Required work: Repeat each line of the material exactly.
________________________________________
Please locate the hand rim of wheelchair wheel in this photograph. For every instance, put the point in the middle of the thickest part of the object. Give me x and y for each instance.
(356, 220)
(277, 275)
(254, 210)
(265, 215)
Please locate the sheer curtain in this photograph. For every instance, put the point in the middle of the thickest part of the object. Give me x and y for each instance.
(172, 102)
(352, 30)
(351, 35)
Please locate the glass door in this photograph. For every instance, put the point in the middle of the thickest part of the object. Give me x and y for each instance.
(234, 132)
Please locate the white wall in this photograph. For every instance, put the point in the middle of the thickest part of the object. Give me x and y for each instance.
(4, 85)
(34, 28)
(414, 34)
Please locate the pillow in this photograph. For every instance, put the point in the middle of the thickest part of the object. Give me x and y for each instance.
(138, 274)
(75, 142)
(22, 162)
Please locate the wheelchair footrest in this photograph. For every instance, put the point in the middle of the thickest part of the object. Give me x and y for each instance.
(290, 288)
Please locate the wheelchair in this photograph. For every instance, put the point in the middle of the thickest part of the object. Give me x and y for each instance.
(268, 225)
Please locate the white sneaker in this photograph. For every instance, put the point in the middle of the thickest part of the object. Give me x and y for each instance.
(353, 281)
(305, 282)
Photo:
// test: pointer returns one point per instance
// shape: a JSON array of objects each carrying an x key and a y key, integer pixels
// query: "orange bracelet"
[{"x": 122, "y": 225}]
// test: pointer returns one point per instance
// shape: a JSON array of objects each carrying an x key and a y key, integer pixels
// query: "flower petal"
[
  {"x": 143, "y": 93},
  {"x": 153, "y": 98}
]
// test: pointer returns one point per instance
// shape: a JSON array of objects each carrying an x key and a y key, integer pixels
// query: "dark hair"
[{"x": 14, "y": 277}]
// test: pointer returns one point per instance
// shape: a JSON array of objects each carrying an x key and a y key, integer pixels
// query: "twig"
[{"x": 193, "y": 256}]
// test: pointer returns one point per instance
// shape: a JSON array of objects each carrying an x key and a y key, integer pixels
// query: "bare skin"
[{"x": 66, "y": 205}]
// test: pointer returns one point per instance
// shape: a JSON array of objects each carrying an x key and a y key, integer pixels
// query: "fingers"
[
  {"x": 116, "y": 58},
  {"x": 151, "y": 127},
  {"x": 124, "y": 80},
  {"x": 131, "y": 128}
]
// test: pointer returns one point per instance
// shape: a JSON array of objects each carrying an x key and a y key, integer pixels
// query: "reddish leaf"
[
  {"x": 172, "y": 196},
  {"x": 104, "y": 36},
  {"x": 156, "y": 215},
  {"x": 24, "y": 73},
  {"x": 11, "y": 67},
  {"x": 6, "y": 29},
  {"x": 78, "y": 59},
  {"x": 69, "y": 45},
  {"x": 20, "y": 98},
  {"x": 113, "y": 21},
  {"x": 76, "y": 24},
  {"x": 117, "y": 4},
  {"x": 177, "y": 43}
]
________________________________________
Task response:
Please locate the hand rim of wheelchair wheel in this photograph. For every instance, put the point in the middle of the thickest part of the object. Give me x and y for each instance.
(356, 220)
(277, 275)
(254, 210)
(265, 215)
Please locate the sheer curtain in this photograph. For every instance, put the point in the middle of the thickest part of the object. Give me x and y for each instance.
(172, 102)
(352, 30)
(351, 35)
Please locate the glass door in this photograph. For every instance, put the point in the middle of the thickest part of the object. Give me x and y for each instance.
(234, 132)
Please locate the white wall in this photograph. For every instance, put the point in the middle of the thickest part of the object. Give me x and y for each instance.
(4, 85)
(34, 28)
(414, 34)
Please locate the pillow in this photograph. For every instance, put the point in the middle of the thickest part of the object. Give me x and y for each instance.
(138, 274)
(75, 142)
(22, 162)
Please locate the wheelchair footrest in this photograph. For every instance, put the point in the middle of the thickest part of the object. Give me x and y for each instance.
(290, 288)
Please locate the wheelchair in this photograph. For every instance, put the point in the middle of the thickest part of the object. Give me x and y for each instance.
(268, 225)
Please locate the white sneaker in this photograph. For every instance, put the point in the middle of the thickest part of the object. Give me x and y for each instance.
(353, 281)
(305, 282)
Photo:
// test: pointer returns one point per instance
// shape: a JSON array of objects each carrying an x key and a y key, integer pixels
// query: "orange bracelet"
[{"x": 122, "y": 225}]
// test: pointer returns one point per instance
// shape: a JSON array of objects each carrying an x key and a y key, integer pixels
// query: "flower petal"
[
  {"x": 143, "y": 93},
  {"x": 153, "y": 98}
]
// test: pointer returns one point per instance
// shape: a JSON array of objects each carrying an x key and a y key, integer pixels
// query: "dark hair"
[{"x": 14, "y": 277}]
// test: pointer returns one point per instance
// shape: a JSON array of objects each carrying an x key and a y key, integer pixels
// query: "twig"
[{"x": 193, "y": 256}]
// test: pointer returns one point per instance
// shape: a JSON array of objects each carrying an x key and a y key, integer pixels
// query: "bare skin"
[{"x": 66, "y": 205}]
// test: pointer returns one point per instance
// shape: a JSON array of objects each carrying an x key and a y key, integer pixels
// query: "fingers"
[
  {"x": 116, "y": 58},
  {"x": 151, "y": 127},
  {"x": 124, "y": 80},
  {"x": 131, "y": 128}
]
// test: pointer returns one point per instance
// shape: a JSON array of objects each carrying an x key and a y key, integer pixels
// query: "reddish leaf"
[
  {"x": 172, "y": 196},
  {"x": 104, "y": 36},
  {"x": 156, "y": 215},
  {"x": 24, "y": 73},
  {"x": 11, "y": 67},
  {"x": 6, "y": 29},
  {"x": 78, "y": 59},
  {"x": 69, "y": 45},
  {"x": 20, "y": 98},
  {"x": 113, "y": 21},
  {"x": 76, "y": 24},
  {"x": 117, "y": 4},
  {"x": 177, "y": 43}
]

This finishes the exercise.